SUPPLIED PASSAGE
──────
After landing in Rapid City, we drove through the snowy Black Hills until we arrived at the cozy home of Sitting Bull’s great-grandson, Ernie LaPointe. As we prepared for this trip, several people (including Ernie’s wife Sonja) advised us to bring him a gift of tobacco. Some of you responded to an earlier blog post, including David Born who once served as chair of the Department of American Indian Studies at the University of Minnesota.
He suggested where to buy the traditional pipe tobacco, or kinnikinnick, and recommended that we wrap it in a red (a sacred color for the Lakota) cotton cloth. What mattered most, he advised, is that Krista should present the tobacco with humbleness, humility, and respect. Here are some notes from our conversation:
"You can let him know that you understand it’s traditional when seeking the advice/wisdom of an elder to present a gift. You want to acknowledge that the information he’ll be sharing is important and sacred and you want to honor that. You can acknowledge your own ignorance about his customs and let him know that you’re not trying to be Native, stereotype Natives, or romanticize them. The gift of the tobacco is a way of both making a request and expressing appreciation — not just of Ernie but of the Lakota nation. What matters most is that the tobacco is given with "a good heart."
A quiet hush descended over Ernie’s living room when Krista formally presented a pouch of tobacco wrapped in red cloth. She spoke quietly and with grace. As I reflect back on this moment, it seems like this singular exchange set the tone for the two-hour interview that unfolded between them — one of respect and intimacy.
──────
DATA RECORDS
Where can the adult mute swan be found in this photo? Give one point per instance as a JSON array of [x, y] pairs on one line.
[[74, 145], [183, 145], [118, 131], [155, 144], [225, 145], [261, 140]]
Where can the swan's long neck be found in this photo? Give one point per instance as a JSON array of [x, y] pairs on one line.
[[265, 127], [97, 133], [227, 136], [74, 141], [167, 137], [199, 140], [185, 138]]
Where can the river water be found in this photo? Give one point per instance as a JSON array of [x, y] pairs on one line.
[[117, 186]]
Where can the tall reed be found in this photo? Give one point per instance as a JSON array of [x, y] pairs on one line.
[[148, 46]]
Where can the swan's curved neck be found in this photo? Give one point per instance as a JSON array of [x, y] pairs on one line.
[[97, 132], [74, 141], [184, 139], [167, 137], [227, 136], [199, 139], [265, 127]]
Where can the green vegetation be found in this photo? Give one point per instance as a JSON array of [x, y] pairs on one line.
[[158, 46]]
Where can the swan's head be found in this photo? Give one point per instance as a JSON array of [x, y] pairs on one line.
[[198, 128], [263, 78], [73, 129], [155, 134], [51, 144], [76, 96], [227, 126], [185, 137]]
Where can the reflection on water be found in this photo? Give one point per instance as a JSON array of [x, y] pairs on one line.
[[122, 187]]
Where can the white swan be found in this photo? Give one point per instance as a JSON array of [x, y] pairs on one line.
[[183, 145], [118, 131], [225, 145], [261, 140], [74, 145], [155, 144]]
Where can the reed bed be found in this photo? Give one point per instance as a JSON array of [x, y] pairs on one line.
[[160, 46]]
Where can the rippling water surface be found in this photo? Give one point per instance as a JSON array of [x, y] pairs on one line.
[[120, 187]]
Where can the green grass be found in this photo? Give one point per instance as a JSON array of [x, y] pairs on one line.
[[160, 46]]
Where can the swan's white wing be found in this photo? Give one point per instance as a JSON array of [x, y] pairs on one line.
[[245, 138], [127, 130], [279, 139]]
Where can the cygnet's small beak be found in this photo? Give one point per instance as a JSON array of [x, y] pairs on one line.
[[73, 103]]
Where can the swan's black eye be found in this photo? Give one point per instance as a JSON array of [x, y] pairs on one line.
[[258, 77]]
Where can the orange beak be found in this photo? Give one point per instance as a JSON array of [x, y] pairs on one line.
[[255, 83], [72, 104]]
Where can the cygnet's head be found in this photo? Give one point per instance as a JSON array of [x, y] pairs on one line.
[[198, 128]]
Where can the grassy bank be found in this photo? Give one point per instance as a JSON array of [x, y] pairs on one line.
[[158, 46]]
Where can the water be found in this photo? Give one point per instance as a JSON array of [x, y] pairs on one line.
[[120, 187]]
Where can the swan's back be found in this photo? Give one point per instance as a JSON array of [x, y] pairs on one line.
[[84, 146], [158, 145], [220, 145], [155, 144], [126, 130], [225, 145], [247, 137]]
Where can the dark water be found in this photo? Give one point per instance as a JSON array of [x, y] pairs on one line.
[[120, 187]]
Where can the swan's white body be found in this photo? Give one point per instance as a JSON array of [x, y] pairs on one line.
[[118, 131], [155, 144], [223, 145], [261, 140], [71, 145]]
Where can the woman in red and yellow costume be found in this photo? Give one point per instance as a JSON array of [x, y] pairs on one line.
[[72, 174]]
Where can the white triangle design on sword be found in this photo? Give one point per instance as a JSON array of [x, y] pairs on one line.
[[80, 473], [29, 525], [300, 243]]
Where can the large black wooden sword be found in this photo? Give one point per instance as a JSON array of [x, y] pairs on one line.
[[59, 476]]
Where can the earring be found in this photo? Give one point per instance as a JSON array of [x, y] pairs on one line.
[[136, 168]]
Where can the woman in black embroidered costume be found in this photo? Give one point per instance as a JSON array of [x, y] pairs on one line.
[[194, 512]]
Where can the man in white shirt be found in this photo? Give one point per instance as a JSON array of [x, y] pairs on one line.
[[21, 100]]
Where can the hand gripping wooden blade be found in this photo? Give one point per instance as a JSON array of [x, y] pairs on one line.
──────
WHAT IS NEEDED
Using the account of the visit to Ernie LaPointe, answer each question below.
(a) In what city did the trip begin with a landing?
(b) What color cloth was recommended for wrapping the tobacco?
(c) How long was the interview between Krista and Ernie?

ANSWER FOR THE TASK
(a) Rapid City
(b) Red, a sacred color for the Lakota
(c) Two hours